— BEGIN Data for the task —
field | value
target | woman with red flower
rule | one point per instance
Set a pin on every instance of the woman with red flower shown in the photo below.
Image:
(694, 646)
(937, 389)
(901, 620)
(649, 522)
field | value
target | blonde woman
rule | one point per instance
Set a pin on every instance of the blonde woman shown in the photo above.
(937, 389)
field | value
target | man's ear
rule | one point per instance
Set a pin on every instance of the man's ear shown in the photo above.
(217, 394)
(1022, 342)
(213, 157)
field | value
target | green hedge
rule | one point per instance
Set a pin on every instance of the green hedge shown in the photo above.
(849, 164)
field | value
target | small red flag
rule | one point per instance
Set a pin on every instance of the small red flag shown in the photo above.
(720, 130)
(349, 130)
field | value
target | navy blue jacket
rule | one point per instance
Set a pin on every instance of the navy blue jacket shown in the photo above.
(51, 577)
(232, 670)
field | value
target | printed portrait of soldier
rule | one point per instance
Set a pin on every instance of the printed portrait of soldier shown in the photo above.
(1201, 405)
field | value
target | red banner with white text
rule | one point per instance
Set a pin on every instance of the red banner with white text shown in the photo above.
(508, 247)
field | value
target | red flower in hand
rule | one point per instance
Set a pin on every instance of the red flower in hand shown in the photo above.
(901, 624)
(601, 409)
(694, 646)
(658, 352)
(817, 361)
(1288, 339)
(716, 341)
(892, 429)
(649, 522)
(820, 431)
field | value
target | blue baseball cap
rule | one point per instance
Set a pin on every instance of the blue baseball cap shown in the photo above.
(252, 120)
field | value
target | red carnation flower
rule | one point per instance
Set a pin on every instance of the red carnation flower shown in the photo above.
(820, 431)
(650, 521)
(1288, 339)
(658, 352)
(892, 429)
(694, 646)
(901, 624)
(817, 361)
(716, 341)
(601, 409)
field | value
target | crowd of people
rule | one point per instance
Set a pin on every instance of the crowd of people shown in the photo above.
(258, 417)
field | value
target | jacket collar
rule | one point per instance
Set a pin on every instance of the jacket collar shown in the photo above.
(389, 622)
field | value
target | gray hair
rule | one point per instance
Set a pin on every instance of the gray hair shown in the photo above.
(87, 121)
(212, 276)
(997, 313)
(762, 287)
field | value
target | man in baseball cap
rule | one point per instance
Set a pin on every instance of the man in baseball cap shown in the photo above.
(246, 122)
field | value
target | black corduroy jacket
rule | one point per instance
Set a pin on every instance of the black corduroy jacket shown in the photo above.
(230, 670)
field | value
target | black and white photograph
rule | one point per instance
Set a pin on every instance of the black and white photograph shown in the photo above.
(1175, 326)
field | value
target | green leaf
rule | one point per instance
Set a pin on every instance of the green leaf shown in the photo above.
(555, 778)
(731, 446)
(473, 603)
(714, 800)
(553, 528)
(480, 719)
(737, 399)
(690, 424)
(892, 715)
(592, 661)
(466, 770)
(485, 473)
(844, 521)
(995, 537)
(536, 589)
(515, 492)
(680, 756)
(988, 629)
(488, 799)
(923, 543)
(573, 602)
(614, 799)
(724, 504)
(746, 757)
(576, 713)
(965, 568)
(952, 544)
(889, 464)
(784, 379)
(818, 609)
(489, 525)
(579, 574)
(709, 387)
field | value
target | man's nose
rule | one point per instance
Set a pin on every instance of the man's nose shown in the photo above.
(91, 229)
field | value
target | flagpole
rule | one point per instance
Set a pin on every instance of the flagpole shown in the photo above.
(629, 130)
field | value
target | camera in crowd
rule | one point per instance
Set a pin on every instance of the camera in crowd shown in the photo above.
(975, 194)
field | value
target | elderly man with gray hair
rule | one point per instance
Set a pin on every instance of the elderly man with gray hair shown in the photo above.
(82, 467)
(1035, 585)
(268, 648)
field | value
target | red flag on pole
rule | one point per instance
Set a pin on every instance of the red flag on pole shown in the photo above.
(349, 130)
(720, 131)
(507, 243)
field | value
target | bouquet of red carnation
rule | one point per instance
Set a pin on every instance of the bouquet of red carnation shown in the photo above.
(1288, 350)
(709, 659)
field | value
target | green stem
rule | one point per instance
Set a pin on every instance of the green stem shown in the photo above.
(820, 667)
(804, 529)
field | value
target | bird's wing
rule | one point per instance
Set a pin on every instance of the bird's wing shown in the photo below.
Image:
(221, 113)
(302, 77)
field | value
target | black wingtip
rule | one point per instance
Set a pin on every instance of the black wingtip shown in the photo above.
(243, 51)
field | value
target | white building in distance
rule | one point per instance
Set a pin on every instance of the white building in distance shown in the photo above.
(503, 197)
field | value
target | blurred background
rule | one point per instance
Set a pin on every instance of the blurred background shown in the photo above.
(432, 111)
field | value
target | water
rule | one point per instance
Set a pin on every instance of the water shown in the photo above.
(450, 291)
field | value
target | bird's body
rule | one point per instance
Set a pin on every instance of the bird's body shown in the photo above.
— END Data for the task —
Problem to solve –
Write out every line exactly as it stands.

Result –
field | value
target | woman with red flower
rule | one point per instance
Set a pin on every instance of the woman with red flower shown in the photo below.
Image:
(694, 646)
(937, 389)
(901, 620)
(649, 522)
field | value
target | blonde woman
rule | one point per instance
Set a pin on every instance of the blonde woman shown in the photo above.
(937, 389)
field | value
target | man's ear
rule | one point per instance
Set a pin on every instance of the man's ear shown in the photo above.
(217, 394)
(1022, 342)
(213, 157)
field | value
target | green hedge
rule | one point per instance
Set a pin on every instance of the green hedge shown in the photo above.
(849, 164)
field | value
target | small red flag
rule | one point per instance
Set a pin on every instance of the small red flag shown in the photo above.
(720, 130)
(349, 130)
field | value
target | navy blue jacket
rule | one point per instance
Set a pin on every instance of the navy blue jacket shown in the photo above.
(51, 577)
(232, 670)
field | value
target | printed portrait of soldier
rule | one point per instance
Set a pin on every instance of the printed portrait of soldier shown in the photo above.
(1201, 405)
field | value
target | red banner with white text
rule | one point per instance
Set a pin on every instance of the red banner with white text shown in the photo above.
(508, 247)
field | value
target | red flower in hand
rule | one point per instance
Set a pin on every instance of the red flower in hand shown in the photo above.
(901, 624)
(601, 409)
(694, 646)
(658, 352)
(817, 361)
(1288, 339)
(716, 341)
(892, 429)
(649, 522)
(820, 431)
field | value
target | blue baseball cap
rule | one point per instance
Set a pin on every instance of the blue baseball cap shown in the photo above.
(252, 120)
field | value
target | red carnation flower
rule | one point per instance
Set a pin on every instance of the red carnation flower shown in the photo above.
(820, 431)
(650, 521)
(1288, 339)
(658, 352)
(892, 429)
(694, 646)
(901, 624)
(817, 361)
(716, 341)
(601, 409)
field | value
target | crowd of people
rule | one point per instance
Set a pin on every instance of the crowd of people shown in the photo above.
(258, 417)
field | value
target | jacket collar
rule | one point per instance
Set a pin on every instance of the jacket collar shown in the photo above.
(389, 622)
field | value
target | gray hair
rule | one point per instance
Set a pin on every instance of the gray hair shown in the photo above.
(87, 121)
(212, 276)
(997, 313)
(762, 287)
field | value
target | man in baseball cap
rule | one point per instance
Set a pin on every instance of the man in baseball cap shown in the photo above.
(246, 122)
field | value
target | black corduroy jacket
rule | one point per instance
Set a pin on every instance of the black corduroy jacket shown in the photo above.
(230, 670)
field | value
target | black and white photograph
rule | one point per instance
Set a pin on every instance of the black and white photograph shown in the photo above.
(1175, 326)
field | value
target | green leaf
rule | one point per instance
Set a pin on every instance of the green leaf shown in the photo above.
(555, 778)
(731, 446)
(473, 603)
(714, 800)
(553, 528)
(480, 719)
(737, 399)
(690, 424)
(892, 715)
(592, 661)
(466, 770)
(485, 473)
(844, 521)
(995, 537)
(536, 589)
(515, 492)
(680, 756)
(988, 629)
(488, 799)
(923, 543)
(573, 602)
(614, 799)
(724, 504)
(746, 757)
(576, 713)
(965, 568)
(952, 544)
(889, 464)
(784, 379)
(818, 609)
(489, 525)
(579, 574)
(709, 387)
field | value
target | man's nose
rule | one point per instance
Set a pin on every instance of the man's nose shown in the photo above.
(91, 229)
field | value
target | flagpole
rule | one point per instance
Set a pin on every instance of the flagpole shown in the photo above.
(629, 130)
field | value
target | camera in crowd
rule | one point per instance
Set a pin on every instance of the camera in crowd shown in the photo above.
(975, 194)
field | value
target | elderly man with gray hair
rule | one point per instance
Set a pin on every instance of the elderly man with gray hair shown in the photo above.
(82, 467)
(1035, 585)
(268, 648)
field | value
target | red flag on pole
rule | one point per instance
Set a pin on every instance of the red flag on pole shown in the photo above.
(349, 130)
(720, 131)
(507, 243)
field | value
target | bouquet of red carnation
rule | one point per instance
Set a pin on every instance of the bouquet of red carnation shown in the photo above.
(1288, 350)
(709, 659)
field | value
target | green stem
rule | one point per instance
Set a pin on every instance of the green stem shown in the photo above.
(820, 667)
(804, 529)
field | value
target | bird's wing
rule | one point per instance
Set a pin on every instance of the bird's wing shown in the photo below.
Image:
(221, 113)
(302, 77)
field | value
target | black wingtip
rule | one point per instance
Set a pin on every instance of the black wingtip shown in the photo above.
(243, 51)
field | value
target | white building in distance
rule | one point per instance
Set a pin on every instance of the white building in distance shown in the photo above.
(503, 197)
field | value
target | blurred background
rule | one point per instance
Set a pin on every instance of the blurred background shown in the photo above.
(432, 111)
field | value
target | water
rule | one point per instance
Set a pin on every instance of the water shown in the photo above.
(450, 291)
field | value
target | bird's body
rule | one point per instance
Set a pin on every instance of the bird's body shown in the photo above.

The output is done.